◆ Task prompt
In the entries that follow, how many lines contain "tent"? Answer with the number only.

START Input data

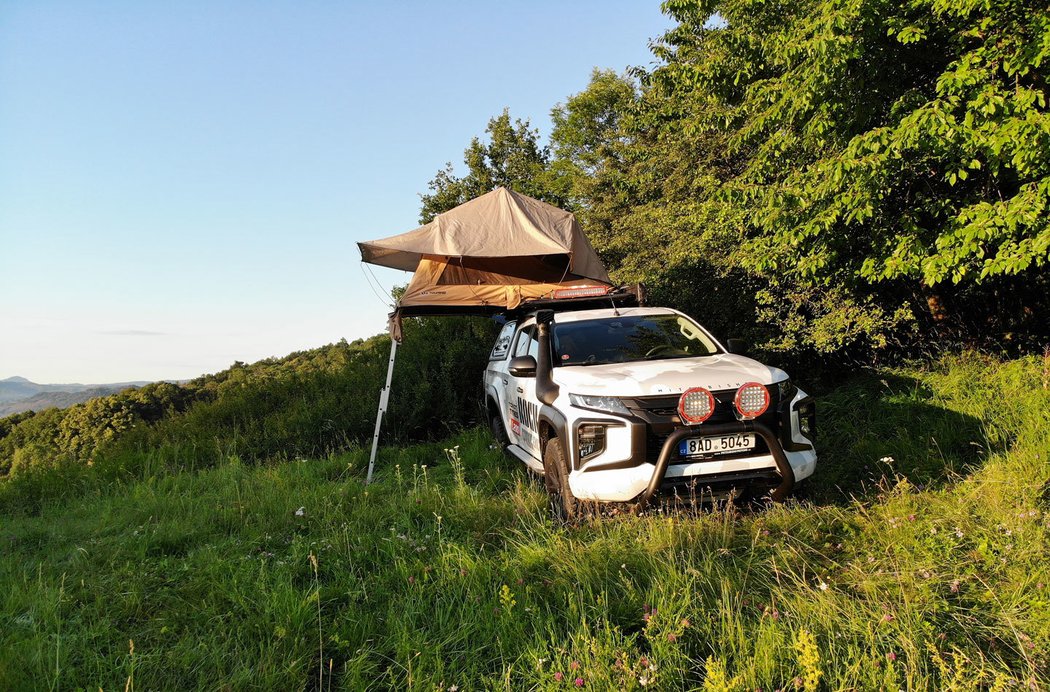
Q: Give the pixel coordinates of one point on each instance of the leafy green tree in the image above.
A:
(511, 156)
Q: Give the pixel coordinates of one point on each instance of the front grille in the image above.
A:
(660, 415)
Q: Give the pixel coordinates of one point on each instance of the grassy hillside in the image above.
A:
(447, 572)
(309, 403)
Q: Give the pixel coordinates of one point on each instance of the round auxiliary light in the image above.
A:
(696, 405)
(752, 400)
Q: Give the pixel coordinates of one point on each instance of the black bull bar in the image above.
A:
(786, 475)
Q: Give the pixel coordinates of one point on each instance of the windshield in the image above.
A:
(622, 339)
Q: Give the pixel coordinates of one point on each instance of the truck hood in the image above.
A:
(723, 371)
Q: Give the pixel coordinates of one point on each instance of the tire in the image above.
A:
(555, 479)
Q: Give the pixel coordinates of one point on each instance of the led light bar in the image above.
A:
(581, 292)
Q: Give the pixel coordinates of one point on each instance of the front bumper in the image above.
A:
(783, 467)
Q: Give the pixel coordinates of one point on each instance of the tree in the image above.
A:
(511, 158)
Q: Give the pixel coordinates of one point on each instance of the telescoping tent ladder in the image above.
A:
(486, 256)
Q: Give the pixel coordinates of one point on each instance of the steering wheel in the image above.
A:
(659, 349)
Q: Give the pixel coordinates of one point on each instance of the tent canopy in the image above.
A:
(488, 255)
(499, 224)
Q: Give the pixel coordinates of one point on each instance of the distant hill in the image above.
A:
(18, 394)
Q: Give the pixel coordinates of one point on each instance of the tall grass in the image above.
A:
(925, 571)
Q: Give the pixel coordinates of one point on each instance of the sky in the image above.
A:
(183, 184)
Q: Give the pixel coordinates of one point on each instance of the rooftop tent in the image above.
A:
(488, 255)
(485, 256)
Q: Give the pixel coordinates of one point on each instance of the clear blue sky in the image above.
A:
(182, 184)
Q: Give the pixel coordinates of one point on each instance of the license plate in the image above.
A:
(695, 446)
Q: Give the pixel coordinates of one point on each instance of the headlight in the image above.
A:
(608, 404)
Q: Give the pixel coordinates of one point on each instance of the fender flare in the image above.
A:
(492, 395)
(557, 420)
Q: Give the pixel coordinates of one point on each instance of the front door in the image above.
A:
(522, 403)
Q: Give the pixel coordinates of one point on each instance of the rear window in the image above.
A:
(629, 338)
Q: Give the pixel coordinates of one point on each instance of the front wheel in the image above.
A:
(555, 478)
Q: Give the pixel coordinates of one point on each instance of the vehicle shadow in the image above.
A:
(875, 430)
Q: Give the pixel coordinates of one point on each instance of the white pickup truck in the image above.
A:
(618, 404)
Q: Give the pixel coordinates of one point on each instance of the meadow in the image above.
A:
(916, 559)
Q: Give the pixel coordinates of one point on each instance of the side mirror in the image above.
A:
(739, 347)
(522, 367)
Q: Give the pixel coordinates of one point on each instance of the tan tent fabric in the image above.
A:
(501, 224)
(486, 256)
(444, 282)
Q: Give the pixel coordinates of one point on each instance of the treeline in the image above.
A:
(828, 179)
(309, 403)
(836, 182)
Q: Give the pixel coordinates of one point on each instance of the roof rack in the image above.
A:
(621, 296)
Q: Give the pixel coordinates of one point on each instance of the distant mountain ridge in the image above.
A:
(19, 394)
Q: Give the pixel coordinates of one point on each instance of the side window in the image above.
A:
(533, 344)
(523, 343)
(502, 347)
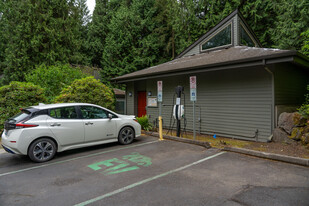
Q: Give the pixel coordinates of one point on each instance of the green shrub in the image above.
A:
(144, 122)
(304, 109)
(54, 78)
(18, 95)
(88, 90)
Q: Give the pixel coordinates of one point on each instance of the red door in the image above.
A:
(141, 104)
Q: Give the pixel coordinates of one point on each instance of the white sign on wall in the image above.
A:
(160, 93)
(193, 88)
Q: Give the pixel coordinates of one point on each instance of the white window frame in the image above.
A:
(249, 34)
(214, 34)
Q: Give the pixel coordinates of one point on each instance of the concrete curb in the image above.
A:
(180, 139)
(282, 158)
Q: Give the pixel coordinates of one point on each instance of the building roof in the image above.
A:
(233, 57)
(119, 92)
(236, 13)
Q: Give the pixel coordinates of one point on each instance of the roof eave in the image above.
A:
(255, 61)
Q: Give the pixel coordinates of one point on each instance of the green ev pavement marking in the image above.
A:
(122, 165)
(146, 181)
(75, 158)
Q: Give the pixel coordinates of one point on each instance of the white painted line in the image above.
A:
(145, 181)
(76, 158)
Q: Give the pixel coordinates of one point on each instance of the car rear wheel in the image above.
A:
(126, 135)
(42, 150)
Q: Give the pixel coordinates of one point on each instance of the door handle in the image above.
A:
(55, 124)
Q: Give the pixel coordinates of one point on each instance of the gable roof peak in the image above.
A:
(233, 30)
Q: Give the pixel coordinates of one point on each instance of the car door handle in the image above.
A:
(55, 124)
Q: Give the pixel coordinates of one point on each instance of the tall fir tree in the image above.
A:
(130, 44)
(98, 29)
(40, 32)
(292, 20)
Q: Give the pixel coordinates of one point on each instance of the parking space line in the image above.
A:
(145, 181)
(76, 158)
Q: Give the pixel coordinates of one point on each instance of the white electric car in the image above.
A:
(41, 131)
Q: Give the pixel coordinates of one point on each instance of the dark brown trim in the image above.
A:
(269, 59)
(222, 22)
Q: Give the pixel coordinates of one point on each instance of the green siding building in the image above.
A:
(241, 87)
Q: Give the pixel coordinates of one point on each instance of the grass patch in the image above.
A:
(218, 142)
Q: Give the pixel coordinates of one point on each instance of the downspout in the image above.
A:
(272, 99)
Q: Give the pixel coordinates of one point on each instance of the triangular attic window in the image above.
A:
(245, 39)
(222, 38)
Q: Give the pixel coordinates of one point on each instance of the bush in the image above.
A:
(88, 90)
(54, 78)
(18, 95)
(144, 122)
(304, 109)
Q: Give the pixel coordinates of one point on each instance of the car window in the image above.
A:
(90, 112)
(24, 114)
(63, 113)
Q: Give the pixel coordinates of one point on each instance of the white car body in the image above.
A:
(68, 133)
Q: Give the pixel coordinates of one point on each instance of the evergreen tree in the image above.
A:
(292, 20)
(261, 16)
(41, 32)
(130, 44)
(98, 29)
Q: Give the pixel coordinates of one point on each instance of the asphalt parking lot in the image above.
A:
(151, 172)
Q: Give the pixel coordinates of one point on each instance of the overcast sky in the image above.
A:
(91, 4)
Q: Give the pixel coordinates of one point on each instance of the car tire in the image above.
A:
(126, 135)
(42, 150)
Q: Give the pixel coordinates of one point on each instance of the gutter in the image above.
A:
(272, 101)
(287, 57)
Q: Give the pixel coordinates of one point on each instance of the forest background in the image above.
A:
(123, 36)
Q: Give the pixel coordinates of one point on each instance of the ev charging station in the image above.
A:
(193, 99)
(178, 109)
(160, 97)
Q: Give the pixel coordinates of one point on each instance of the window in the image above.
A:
(90, 112)
(245, 38)
(222, 38)
(63, 113)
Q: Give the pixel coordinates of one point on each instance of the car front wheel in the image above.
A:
(126, 135)
(42, 150)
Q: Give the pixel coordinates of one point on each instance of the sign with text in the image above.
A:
(160, 88)
(193, 82)
(193, 88)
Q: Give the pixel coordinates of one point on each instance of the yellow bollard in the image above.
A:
(160, 128)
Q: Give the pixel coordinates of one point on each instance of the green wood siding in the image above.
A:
(234, 103)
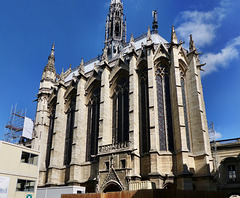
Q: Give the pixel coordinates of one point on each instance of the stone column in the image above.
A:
(184, 180)
(40, 137)
(56, 168)
(105, 118)
(134, 115)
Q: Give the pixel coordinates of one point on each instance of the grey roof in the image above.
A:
(88, 66)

END Input data

◆ Solved exercise
4